**The request:**
Edit the entries starting at the line containing "Indicate the sky" and ending at the line containing "Indicate the child's" by replacing "crop-scouting record" with "field-survey log" and leaving everything else unchanged. Return only those lines.

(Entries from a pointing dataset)

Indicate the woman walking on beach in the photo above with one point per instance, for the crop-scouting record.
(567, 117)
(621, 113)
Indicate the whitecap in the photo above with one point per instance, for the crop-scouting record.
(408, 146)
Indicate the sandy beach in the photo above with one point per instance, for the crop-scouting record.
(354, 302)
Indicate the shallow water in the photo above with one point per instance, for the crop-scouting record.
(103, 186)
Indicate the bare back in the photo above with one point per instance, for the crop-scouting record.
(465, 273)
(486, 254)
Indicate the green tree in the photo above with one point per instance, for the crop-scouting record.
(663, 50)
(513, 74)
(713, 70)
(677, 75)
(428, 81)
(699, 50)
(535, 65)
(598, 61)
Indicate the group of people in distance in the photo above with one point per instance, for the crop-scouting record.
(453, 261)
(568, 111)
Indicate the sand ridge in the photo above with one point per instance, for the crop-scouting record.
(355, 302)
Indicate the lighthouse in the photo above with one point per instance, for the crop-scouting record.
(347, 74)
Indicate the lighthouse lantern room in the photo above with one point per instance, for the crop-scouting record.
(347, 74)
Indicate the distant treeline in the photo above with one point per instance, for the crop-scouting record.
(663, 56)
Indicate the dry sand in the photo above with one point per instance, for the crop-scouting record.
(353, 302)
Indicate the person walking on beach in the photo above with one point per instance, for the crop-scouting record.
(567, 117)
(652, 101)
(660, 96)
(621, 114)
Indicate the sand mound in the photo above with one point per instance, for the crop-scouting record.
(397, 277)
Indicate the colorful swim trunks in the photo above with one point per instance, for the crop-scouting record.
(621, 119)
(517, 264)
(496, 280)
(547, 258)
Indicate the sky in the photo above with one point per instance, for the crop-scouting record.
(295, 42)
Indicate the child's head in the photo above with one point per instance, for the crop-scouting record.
...
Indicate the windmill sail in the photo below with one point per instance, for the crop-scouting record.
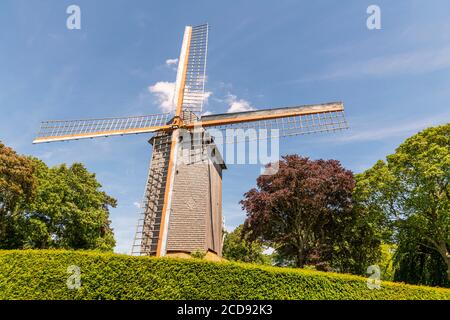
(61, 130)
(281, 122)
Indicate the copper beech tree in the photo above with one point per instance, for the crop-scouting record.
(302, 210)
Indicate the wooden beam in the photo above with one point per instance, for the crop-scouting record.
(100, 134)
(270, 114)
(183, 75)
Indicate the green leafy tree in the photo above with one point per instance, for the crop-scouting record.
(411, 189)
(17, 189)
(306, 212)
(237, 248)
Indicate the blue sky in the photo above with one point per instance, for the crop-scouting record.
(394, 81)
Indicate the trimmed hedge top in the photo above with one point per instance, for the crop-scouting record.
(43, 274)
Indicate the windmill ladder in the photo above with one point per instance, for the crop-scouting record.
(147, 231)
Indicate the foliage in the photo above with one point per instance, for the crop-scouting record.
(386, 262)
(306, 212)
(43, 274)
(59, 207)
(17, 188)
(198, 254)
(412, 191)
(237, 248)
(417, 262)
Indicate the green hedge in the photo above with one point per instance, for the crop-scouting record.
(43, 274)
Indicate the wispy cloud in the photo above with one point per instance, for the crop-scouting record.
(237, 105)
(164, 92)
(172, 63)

**Exercise solution:**
Indicate the sky in the photo above with one point per instance, for the field-survey log.
(295, 42)
Indicate the child's head in the photo above with one point per instance, for the field-survey log.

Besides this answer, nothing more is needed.